## Start
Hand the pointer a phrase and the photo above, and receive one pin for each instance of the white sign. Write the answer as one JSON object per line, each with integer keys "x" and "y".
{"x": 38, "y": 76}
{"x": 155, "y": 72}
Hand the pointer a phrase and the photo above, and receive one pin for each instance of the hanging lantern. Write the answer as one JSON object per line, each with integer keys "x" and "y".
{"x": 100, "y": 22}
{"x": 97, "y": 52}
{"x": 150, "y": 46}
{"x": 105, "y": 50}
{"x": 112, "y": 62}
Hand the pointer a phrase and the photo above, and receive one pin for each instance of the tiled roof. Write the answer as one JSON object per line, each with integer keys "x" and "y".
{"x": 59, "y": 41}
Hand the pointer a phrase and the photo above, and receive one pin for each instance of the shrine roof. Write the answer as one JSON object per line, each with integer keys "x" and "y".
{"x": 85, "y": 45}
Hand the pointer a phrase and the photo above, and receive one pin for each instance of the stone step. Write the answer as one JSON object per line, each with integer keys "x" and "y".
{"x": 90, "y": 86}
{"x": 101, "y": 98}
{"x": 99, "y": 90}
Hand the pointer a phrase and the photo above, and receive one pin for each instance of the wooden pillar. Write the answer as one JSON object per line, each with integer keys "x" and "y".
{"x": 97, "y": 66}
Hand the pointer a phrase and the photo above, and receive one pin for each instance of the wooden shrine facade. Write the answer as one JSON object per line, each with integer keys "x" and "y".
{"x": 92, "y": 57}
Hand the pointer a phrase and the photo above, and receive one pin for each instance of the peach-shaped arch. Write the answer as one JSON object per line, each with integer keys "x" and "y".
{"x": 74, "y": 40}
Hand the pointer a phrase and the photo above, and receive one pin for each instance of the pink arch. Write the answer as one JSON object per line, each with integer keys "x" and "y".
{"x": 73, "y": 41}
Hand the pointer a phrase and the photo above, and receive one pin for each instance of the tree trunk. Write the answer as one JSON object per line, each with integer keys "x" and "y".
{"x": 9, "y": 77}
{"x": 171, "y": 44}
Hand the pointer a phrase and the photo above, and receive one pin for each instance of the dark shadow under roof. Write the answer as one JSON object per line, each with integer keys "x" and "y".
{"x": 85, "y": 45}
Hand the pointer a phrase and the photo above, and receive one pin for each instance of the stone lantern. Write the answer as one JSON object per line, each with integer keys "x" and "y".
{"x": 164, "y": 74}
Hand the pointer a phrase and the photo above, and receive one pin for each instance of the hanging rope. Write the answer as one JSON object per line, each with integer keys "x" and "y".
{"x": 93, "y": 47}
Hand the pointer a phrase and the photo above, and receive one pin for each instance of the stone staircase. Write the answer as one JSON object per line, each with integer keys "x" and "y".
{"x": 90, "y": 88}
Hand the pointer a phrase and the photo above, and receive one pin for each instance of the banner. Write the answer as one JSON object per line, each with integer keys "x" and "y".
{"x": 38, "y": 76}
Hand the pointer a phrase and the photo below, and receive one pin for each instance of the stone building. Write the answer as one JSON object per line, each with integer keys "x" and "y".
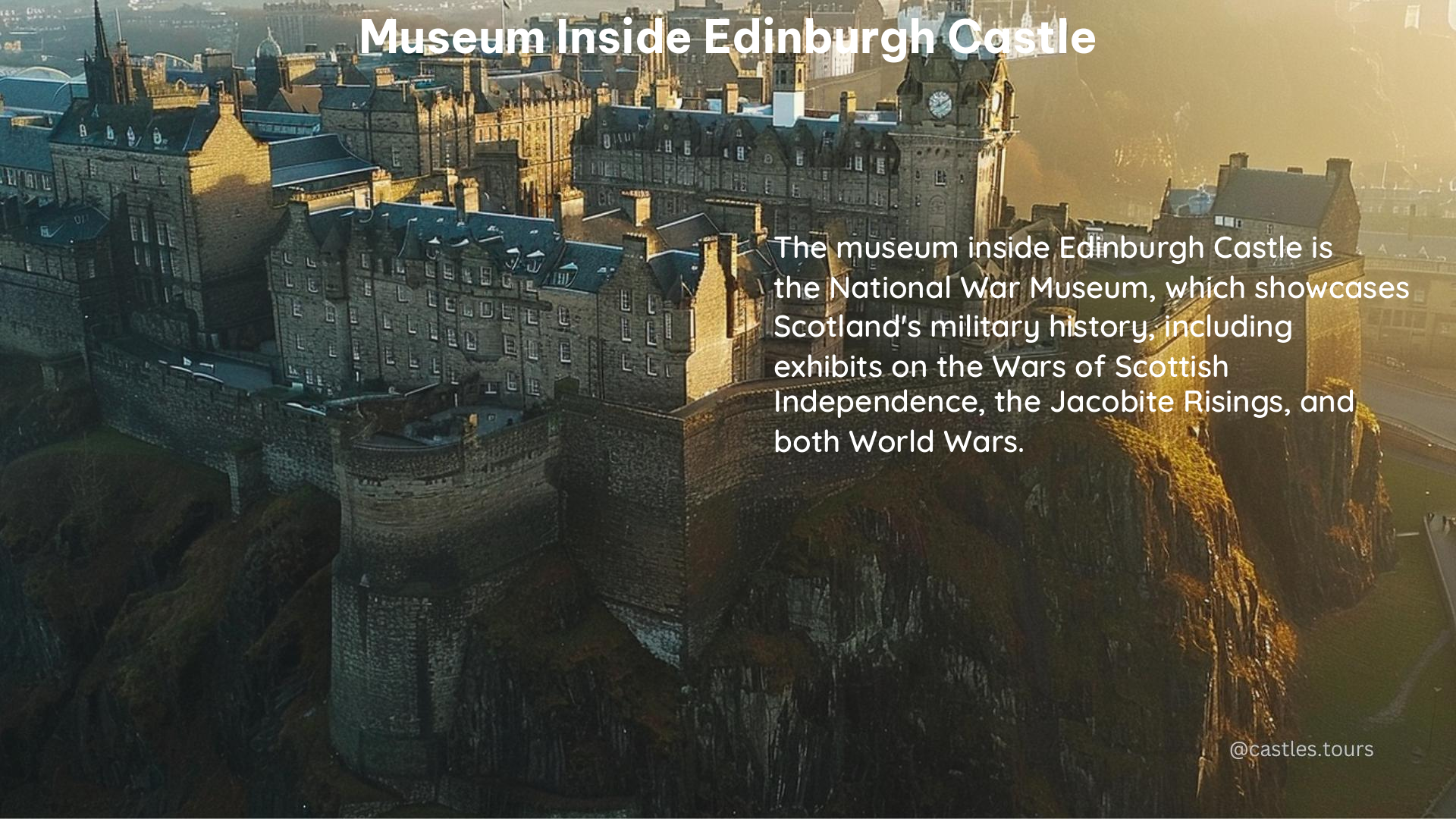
{"x": 25, "y": 156}
{"x": 929, "y": 169}
{"x": 57, "y": 283}
{"x": 190, "y": 191}
{"x": 525, "y": 126}
{"x": 1256, "y": 205}
{"x": 506, "y": 306}
{"x": 402, "y": 127}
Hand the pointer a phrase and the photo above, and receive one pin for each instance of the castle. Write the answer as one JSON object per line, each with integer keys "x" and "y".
{"x": 476, "y": 388}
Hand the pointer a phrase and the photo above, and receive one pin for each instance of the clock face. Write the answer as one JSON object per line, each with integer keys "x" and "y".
{"x": 940, "y": 104}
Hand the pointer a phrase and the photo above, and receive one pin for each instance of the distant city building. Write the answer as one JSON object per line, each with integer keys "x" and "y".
{"x": 929, "y": 168}
{"x": 185, "y": 184}
{"x": 297, "y": 24}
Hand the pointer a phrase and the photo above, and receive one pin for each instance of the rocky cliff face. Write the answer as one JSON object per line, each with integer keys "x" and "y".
{"x": 155, "y": 656}
{"x": 1308, "y": 491}
{"x": 1081, "y": 630}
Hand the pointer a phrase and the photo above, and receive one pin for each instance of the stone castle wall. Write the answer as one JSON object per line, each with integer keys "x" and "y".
{"x": 206, "y": 422}
{"x": 430, "y": 537}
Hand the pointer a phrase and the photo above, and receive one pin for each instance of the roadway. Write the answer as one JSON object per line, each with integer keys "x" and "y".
{"x": 1417, "y": 407}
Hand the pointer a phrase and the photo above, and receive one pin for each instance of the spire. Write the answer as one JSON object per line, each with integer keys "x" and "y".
{"x": 102, "y": 52}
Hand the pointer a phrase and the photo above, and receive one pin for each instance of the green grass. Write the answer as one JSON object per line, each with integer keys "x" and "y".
{"x": 1354, "y": 662}
{"x": 1131, "y": 309}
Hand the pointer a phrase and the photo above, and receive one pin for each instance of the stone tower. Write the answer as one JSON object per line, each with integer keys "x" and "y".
{"x": 956, "y": 118}
{"x": 108, "y": 74}
{"x": 789, "y": 88}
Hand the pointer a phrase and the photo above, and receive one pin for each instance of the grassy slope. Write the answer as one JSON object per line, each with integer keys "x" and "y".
{"x": 1353, "y": 665}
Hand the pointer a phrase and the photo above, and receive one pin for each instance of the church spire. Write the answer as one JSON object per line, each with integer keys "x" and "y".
{"x": 102, "y": 50}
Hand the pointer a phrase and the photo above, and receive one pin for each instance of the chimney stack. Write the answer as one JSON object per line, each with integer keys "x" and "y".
{"x": 661, "y": 95}
{"x": 637, "y": 206}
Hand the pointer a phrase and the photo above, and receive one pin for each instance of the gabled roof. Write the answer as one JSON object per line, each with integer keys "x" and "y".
{"x": 315, "y": 159}
{"x": 1276, "y": 196}
{"x": 137, "y": 127}
{"x": 61, "y": 224}
{"x": 526, "y": 246}
{"x": 25, "y": 146}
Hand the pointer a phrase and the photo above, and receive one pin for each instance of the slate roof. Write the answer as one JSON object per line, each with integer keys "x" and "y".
{"x": 152, "y": 130}
{"x": 36, "y": 95}
{"x": 61, "y": 224}
{"x": 315, "y": 159}
{"x": 525, "y": 245}
{"x": 25, "y": 146}
{"x": 1276, "y": 196}
{"x": 280, "y": 124}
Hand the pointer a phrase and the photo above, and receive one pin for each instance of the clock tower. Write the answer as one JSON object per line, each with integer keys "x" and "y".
{"x": 956, "y": 117}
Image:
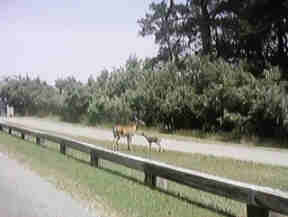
## End
» **Required work**:
Please list each line of the material above that contains the word "shrine", copying every such line in full.

» **Correct response**:
Hand the pointer a phrase and the photo above, and receive one pin for each instance of the shrine roof. Write the answer as one JSON object per line, each with integer keys "x" and "y".
Hand the pointer a phrase and the photo above, and receive one pin for each instance of the wooden shrine facade. Write the answer as one JSON object per line, each with integer keys "x" and "y".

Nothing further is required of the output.